┌─ PROVIDED ENTRIES

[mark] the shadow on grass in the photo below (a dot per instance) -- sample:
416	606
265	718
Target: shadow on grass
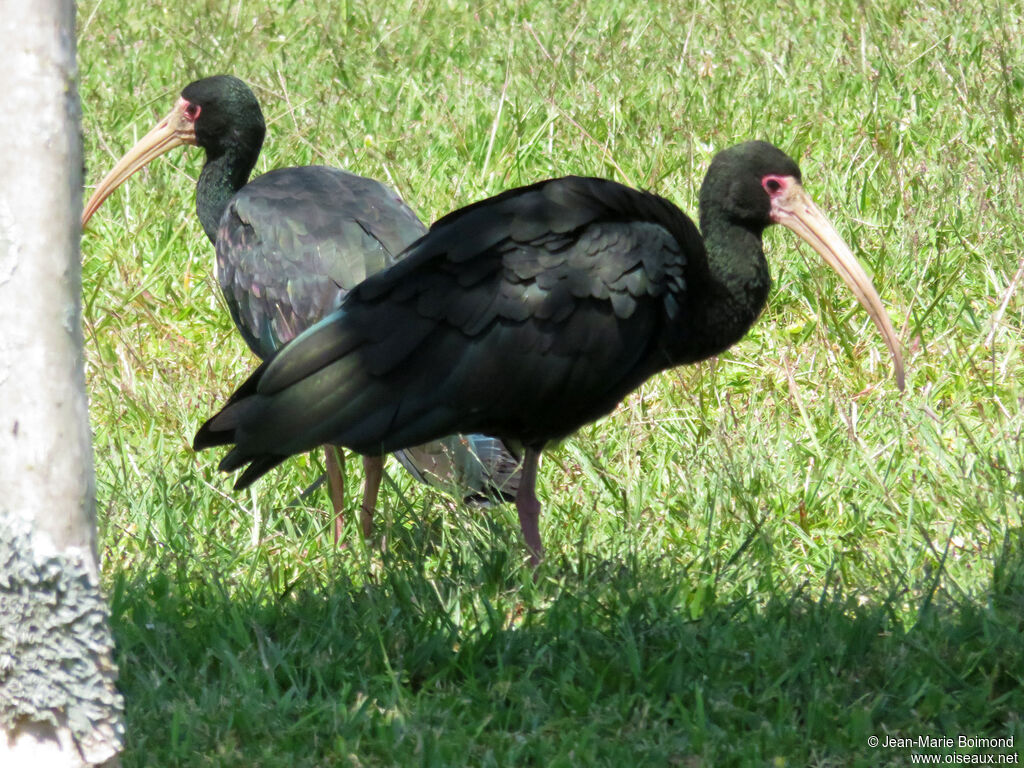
596	664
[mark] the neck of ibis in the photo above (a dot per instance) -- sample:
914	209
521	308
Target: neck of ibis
730	285
223	174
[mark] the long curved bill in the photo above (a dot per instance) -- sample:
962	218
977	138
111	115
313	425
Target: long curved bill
174	130
795	209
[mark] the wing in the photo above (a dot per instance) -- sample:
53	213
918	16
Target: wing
522	316
292	243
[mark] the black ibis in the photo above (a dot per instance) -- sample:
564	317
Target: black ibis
531	313
290	245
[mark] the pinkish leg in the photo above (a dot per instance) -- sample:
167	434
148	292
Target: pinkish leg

└─

GOAL OF THE EXERCISE - Transcribe the material as is, with images omitted.

TASK SOLUTION -
[mark] the shadow on grass in the photo below (a dot per instance) -- sample:
416	606
265	718
Target: shadow on grass
596	664
[mark] the neck of ibis in the photo above (a dot per instance) -- sample:
914	209
521	308
Target: neck of ibis
730	285
223	174
[mark] the long curved bill in the photo above (a dot per instance) -- sample:
962	218
977	138
111	115
313	425
Target: long curved bill
174	130
795	209
[mark] the wing in the photo above (a dot per instance) -- sample:
53	213
918	16
Target: wing
522	316
292	243
[mark] the black ibis in the photo above (a dot per instance) -- sample:
564	317
Target: black ibis
531	313
290	245
[mark] the pinkish leg in the photo above (a dot per instance) -- sample:
167	434
148	292
Target: pinkish leg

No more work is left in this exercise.